(Photo-based referring expression data)
'''
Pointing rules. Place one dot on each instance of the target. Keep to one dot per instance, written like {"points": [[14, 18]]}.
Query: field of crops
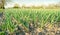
{"points": [[24, 21]]}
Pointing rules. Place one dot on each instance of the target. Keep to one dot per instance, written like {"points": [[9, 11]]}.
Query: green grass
{"points": [[39, 17]]}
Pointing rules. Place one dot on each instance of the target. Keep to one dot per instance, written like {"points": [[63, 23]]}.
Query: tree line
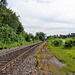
{"points": [[11, 30]]}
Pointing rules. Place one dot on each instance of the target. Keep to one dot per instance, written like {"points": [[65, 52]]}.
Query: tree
{"points": [[3, 3], [41, 35]]}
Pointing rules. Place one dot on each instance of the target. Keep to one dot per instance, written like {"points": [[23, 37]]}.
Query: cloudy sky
{"points": [[48, 16]]}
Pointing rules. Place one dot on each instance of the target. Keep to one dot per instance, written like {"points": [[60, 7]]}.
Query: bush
{"points": [[57, 42], [69, 43]]}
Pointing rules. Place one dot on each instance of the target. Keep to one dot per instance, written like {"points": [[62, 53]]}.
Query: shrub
{"points": [[69, 43], [57, 42]]}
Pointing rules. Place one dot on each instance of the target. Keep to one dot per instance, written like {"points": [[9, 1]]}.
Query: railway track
{"points": [[11, 60]]}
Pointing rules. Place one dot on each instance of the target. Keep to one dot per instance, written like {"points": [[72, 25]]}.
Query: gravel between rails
{"points": [[11, 49], [28, 66]]}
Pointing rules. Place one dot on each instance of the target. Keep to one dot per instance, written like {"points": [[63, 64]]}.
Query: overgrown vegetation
{"points": [[12, 33], [65, 51]]}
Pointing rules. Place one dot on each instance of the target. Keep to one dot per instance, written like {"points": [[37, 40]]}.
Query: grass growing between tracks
{"points": [[16, 44], [65, 55]]}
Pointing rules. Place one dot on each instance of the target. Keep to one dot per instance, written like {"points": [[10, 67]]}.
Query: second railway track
{"points": [[10, 60]]}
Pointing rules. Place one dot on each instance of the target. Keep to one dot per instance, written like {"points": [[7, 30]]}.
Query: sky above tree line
{"points": [[48, 16]]}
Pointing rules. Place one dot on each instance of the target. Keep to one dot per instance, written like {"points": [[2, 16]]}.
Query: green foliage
{"points": [[69, 43], [65, 54], [7, 16], [57, 42], [40, 35]]}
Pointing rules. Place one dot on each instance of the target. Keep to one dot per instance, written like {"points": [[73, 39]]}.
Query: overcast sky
{"points": [[48, 16]]}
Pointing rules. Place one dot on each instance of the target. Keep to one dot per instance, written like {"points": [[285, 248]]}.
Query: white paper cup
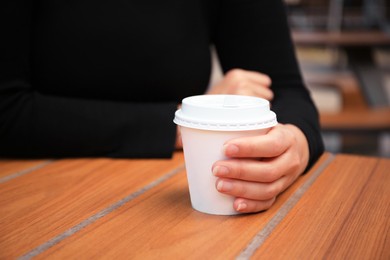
'''
▶ Assignment
Reproduce the lines from the line containing "Query: sky above tree line" through the end of the records above, exactly and inclusively, omitting pictures.

▶ Output below
Query: sky above tree line
{"points": [[48, 16]]}
Pointing rules. Place one dot on each instance of the target. Keep to one dot per instance, written like {"points": [[2, 16]]}.
Query: green foliage
{"points": [[69, 43], [65, 54], [7, 16], [57, 42], [40, 35]]}
Pointing rules. Place one dot on each instance of the target. Keep to one dot per instance, written like {"points": [[73, 39]]}.
Query: overcast sky
{"points": [[48, 16]]}
Pointing rules. Place one dot on each instance of the target. Keep to one dot per instance, written like {"points": [[285, 248]]}.
Query: white paper cup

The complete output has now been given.